(Document passage)

When NASA succeeded the NACA in 1958, planetary science was hardly a leading justification for that shift, but NASA would soon develop strength in the field, and Ames played an integral role from the beginning. What follows are some key highlights from Ames’ past and present that have made — and continue to make — Ames the indispensable node it is within NASA and throughout the expanded networks of planetary science and space technology.

Ames Before NASA

Before NASA, there was supersonic flight. And before supersonic flight, there were problems affecting aircraft that ranged from icing to engine buffeting, all of which resulted from interactions with the aircraft and our atmosphere.

Icing studies were already underway at Langley and the leader of that effort, Lewis Rodert, brought that research to Ames and conducted it out of the first research building to open here. Aircraft were modified to collect data pertinent to the issue, and the results informed early solutions in thermal deicing that were built into a number of Allied aircraft during the war. Rodert would win the Collier Trophy for this research.

After the war, Rodert moved on to the NACA’s third laboratory, now NASA’s Glenn Research Center. Further pursuing the icing research into evermore refined and practical applications was not the cutting-edge theoretical work that was already dominant, and would continue to dominate, the work at Ames. There were also limitations to what sorts of icing conditions could be produced in wind tunnels.

Things getting cold proved to be a much less persistent issue of interest than having to deal with things getting hot and turbulent. Before the end of the war, there were already plans for expanding supersonic tunnel design. Ames had a supersonic tunnel with a 1 × 3-foot (30 × 91-centimeter) test section, but newer tunnels would be required to accommodate larger models and to get around other limitations that the dimensions imposed.

The new supersonic tunnel that was built proved incapable, initially, of operating in the transonic regime. Charles Hall, a longtime Ames researcher who will reappear in this story, led the modifications to the 6 × 6-foot (183 × 183-centimeter) supersonic tunnel to make it operational continuously from Mach 0.65 to Mach 2.2. The tunnel enabled basic research that resulted in the development of innovations such as the conical camber and improved understanding of vortex flows.

Even before NASA, however, Ames was not simply a world-class collection of wind tunnels. A complimentary and exceedingly practical, quick, and economical method of research was employed to collect transonic data that helped validate the supersonic area rule, a theory developed at Ames by Robert T. Jones, the American inventor of the swept wing. That method involved simply dropping models, often full scale, with their instrumentation from aircraft aloft. Rocket-boosted model tests would have been more expensive and time-consuming.

(End Document passage)
(Record set)

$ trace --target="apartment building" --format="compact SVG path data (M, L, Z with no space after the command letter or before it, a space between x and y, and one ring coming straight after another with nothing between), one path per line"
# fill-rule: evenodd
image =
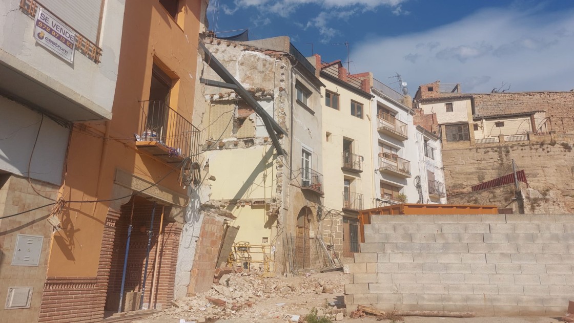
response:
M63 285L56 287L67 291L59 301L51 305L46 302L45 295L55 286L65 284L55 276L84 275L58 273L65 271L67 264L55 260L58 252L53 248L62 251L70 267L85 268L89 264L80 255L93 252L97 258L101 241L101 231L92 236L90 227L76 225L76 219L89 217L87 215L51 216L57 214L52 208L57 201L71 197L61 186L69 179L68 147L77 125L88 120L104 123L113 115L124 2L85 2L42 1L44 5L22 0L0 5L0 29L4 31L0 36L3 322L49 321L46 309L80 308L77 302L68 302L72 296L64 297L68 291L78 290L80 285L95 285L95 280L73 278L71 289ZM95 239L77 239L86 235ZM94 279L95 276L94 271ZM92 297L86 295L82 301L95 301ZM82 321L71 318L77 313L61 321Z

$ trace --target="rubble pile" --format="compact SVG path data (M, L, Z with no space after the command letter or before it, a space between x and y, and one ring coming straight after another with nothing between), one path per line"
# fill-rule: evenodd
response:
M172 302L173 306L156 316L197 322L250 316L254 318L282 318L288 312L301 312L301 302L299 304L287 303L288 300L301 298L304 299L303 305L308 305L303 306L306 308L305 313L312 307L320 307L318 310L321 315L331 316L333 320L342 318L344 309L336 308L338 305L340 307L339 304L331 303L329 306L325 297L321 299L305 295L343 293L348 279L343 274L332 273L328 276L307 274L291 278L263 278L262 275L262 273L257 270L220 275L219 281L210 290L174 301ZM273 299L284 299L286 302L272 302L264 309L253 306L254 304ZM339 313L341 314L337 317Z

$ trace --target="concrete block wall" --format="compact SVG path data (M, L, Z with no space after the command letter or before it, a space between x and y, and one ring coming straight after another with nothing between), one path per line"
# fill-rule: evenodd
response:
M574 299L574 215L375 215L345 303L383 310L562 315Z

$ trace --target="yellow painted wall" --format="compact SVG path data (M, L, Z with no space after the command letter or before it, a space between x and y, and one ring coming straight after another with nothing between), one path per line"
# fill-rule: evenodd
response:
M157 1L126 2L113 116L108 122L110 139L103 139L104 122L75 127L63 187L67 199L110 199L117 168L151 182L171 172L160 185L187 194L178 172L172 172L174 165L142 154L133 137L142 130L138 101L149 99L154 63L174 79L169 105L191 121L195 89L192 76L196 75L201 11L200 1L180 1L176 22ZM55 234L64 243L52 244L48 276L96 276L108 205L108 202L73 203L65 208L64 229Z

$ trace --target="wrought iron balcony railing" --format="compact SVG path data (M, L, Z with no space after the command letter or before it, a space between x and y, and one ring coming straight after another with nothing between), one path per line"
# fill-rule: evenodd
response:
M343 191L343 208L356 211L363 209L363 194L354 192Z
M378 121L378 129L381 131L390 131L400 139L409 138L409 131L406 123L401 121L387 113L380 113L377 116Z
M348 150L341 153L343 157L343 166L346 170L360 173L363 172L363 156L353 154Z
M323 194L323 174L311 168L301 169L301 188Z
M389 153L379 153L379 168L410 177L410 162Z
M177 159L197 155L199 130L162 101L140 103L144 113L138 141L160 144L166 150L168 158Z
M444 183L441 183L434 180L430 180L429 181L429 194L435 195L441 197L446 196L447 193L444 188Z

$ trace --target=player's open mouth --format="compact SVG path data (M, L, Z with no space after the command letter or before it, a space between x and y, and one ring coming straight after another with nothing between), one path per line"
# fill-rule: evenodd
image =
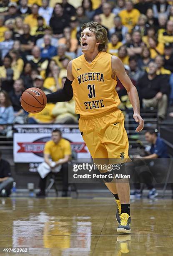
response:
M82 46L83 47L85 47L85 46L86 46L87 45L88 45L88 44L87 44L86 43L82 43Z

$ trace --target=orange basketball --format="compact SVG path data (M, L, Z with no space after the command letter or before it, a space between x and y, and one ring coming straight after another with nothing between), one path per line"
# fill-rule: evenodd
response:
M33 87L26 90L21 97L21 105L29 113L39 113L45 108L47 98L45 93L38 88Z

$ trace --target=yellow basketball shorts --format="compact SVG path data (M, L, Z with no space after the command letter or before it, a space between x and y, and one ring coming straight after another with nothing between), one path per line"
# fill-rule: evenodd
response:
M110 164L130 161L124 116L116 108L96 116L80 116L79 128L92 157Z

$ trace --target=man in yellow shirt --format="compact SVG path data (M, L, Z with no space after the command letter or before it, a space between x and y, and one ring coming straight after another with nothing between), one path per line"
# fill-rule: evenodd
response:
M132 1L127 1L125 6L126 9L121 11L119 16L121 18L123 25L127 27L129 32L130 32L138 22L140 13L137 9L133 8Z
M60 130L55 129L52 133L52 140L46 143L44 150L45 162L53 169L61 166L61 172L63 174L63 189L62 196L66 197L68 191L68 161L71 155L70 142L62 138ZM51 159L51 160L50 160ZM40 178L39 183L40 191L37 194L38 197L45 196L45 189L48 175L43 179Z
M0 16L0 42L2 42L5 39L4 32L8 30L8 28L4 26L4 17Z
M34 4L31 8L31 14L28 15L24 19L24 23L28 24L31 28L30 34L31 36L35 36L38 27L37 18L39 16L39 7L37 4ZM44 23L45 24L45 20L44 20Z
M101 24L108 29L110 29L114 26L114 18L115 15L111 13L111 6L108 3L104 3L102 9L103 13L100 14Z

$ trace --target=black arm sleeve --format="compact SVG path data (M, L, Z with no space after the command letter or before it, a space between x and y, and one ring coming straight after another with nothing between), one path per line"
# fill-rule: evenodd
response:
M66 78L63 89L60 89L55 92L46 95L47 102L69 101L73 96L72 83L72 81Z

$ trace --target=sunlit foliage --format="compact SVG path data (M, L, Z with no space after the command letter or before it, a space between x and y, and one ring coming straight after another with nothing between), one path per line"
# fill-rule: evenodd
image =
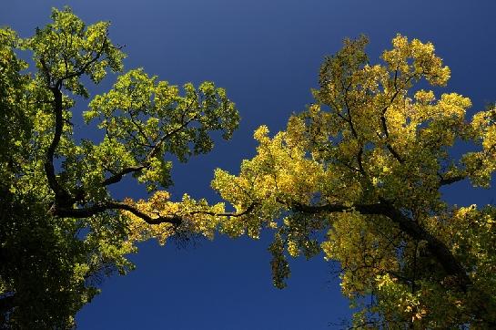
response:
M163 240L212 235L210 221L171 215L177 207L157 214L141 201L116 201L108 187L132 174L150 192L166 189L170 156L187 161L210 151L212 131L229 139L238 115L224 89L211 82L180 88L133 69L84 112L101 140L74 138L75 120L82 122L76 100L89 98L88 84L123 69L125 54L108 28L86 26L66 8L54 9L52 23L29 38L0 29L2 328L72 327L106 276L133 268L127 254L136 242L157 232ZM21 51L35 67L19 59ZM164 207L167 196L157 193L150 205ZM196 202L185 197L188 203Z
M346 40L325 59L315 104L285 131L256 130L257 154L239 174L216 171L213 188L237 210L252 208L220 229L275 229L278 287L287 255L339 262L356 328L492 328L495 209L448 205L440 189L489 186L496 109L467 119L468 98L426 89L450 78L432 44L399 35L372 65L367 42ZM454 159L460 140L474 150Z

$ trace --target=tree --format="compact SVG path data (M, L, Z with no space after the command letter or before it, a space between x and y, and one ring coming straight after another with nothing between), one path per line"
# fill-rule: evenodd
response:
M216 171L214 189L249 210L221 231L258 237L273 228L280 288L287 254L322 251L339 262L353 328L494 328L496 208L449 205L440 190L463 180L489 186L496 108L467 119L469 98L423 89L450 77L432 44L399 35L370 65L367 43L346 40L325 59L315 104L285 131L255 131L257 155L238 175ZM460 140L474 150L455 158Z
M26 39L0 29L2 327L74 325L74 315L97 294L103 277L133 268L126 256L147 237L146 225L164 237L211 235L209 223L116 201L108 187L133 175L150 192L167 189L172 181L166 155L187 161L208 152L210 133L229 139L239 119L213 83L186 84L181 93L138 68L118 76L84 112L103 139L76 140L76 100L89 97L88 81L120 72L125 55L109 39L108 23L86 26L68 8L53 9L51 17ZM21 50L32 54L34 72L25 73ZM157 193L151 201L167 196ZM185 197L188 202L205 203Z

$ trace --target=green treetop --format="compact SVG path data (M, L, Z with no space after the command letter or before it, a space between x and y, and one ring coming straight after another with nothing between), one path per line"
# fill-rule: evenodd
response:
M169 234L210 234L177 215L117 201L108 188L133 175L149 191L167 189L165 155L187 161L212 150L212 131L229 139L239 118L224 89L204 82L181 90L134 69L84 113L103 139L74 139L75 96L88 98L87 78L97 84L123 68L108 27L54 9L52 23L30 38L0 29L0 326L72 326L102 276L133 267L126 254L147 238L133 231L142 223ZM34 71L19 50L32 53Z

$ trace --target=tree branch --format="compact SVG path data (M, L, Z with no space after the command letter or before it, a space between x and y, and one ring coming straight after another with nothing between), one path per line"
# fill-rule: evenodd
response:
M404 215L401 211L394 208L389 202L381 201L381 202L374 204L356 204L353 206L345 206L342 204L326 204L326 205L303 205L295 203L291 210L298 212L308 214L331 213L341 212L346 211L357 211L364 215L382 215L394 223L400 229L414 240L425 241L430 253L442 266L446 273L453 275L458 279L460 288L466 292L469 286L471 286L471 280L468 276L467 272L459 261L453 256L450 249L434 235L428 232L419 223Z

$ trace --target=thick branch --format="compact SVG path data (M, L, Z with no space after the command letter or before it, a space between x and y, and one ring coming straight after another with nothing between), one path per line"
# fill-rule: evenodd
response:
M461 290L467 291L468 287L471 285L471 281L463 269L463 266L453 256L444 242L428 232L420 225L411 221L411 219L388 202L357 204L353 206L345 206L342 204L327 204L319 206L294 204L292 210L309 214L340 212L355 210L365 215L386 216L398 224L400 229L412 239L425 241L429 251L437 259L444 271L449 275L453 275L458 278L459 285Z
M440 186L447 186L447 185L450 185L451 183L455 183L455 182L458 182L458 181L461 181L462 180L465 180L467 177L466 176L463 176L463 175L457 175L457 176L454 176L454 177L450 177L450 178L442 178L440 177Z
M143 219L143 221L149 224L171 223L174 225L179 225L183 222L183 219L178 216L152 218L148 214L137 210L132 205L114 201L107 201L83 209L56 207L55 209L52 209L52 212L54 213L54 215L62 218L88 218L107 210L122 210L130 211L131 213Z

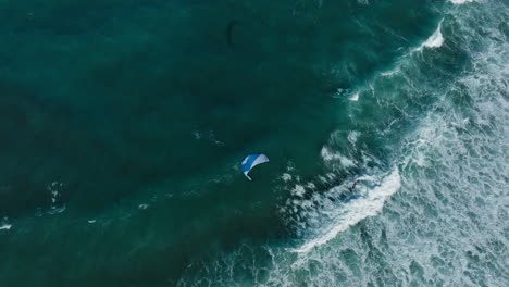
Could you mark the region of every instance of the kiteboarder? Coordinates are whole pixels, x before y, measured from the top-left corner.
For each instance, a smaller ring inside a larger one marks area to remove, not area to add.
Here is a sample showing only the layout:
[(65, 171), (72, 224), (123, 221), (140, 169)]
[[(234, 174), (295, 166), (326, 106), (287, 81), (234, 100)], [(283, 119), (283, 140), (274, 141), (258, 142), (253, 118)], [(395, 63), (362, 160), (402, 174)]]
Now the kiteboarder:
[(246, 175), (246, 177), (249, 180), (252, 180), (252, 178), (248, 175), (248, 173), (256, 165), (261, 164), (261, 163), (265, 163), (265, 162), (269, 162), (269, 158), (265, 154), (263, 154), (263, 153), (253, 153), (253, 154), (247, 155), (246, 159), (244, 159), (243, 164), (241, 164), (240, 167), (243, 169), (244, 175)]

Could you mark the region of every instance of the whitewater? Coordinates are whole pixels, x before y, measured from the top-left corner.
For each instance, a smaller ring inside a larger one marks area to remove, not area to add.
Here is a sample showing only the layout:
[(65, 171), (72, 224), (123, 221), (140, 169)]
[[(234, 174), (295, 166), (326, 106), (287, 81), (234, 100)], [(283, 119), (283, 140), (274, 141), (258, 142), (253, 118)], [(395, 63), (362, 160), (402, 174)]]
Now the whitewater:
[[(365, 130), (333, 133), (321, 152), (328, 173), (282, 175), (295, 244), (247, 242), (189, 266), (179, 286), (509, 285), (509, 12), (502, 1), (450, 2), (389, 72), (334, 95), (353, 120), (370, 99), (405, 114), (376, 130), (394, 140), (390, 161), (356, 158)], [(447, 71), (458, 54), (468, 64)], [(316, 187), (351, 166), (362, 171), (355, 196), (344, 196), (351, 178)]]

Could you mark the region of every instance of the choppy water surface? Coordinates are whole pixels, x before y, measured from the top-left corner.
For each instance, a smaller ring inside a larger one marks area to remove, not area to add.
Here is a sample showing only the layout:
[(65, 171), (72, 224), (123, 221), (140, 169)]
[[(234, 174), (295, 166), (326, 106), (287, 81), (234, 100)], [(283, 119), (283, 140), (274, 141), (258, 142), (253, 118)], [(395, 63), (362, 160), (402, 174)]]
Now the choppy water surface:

(End Record set)

Brief A: From the passage on Ames history, give again the part starting with "After the war, Rodert" and going on through "in wind tunnels.".
Brief B:
Answer these questions from the passage on Ames history:
(i) Who led the icing effort that was brought from Langley to Ames?
(ii) Across what speed range was the 6 × 6-foot supersonic tunnel made continuously operational after its modifications?
(iii) Who developed the supersonic area rule theory at Ames?
Brief C: Pick up the passage on Ames history where it stops, and continue it.

Exercise answer A:
After the war, Rodert moved on to the NACA’s third laboratory, now NASA’s Glenn Research Center. Further pursuing the icing research into evermore refined and practical applications was not the cutting-edge theoretical work that was already dominant, and would continue to dominate, the work at Ames. There were also limitations to what sorts of icing conditions could be produced in wind tunnels.

Exercise answer B:
(i) Lewis Rodert
(ii) Mach 0.65 to Mach 2.2
(iii) Robert T. Jones

Exercise answer C:
Harvey Allen

H. Julian “Harvey” Allen in 1957 in front of the 8 × 7-foot (244 × 213-centimeter) Supersonic Wind Tunnel test section. A blunt body model mounted in the test section is ready for testing. Credit: NACA.

As the 1950s progressed, plenty of rockets were being tested for their flight properties, and re-entry conditions proved to be a major obstacle to protecting the intended nuclear warhead cargo. The pointed nose cone shapes that worked so well aerodynamically at certain speeds could not withstand the thermodynamic heating that resulted from re-entry speeds at higher Mach numbers.

To solve the re-entry problem, a counterintuitive solution was proposed and developed by Ames’ most eccentric character and Smith DeFrance’s succeeding director, the chief of the Ames Theoretical Aerodynamics Section, H. Julian “Harvey” Allen. Allen’s blunt body concept addressed the fact that at re-entry speeds, thermodynamics became more important than aerodynamics. A blunt tip changed the bow shock wave in a way that shifted the heat away from the body’s surface out into the surrounding atmosphere, be it a capsule containing a warhead or, eventually, an astronaut.

Ames in the Apollo Era

The blunt body concept has remained an enduring innovation, as the concept continues to be applied to entry probe design today. Throughout the 1960s, the Mercury, Gemini, and Apollo capsule shapes were all tested in Ames’ facilities and refined as a result. In addition to thermal protection system research and heat shield testing, Ames also developed navigation systems, designed flight simulators, built magnetometers deployed on the Moon, and analyzed lunar samples to look for signs of life.

Along with Johnson Space Center, Ames was the only other NASA facility to analyze Apollo 11 samples in 1969. The Lunar Biological Laboratory contained a clean room — an integral part of the semiconductor industry — that was specifically designed and built to look for signs of life in the lunar samples. The Ames scientists in the Life Detection Systems Branch comprised a team of chemists, biologists, and microbiologists (about a third of whom were women) who tested 300 different environments using 10 petri dishes for each environment.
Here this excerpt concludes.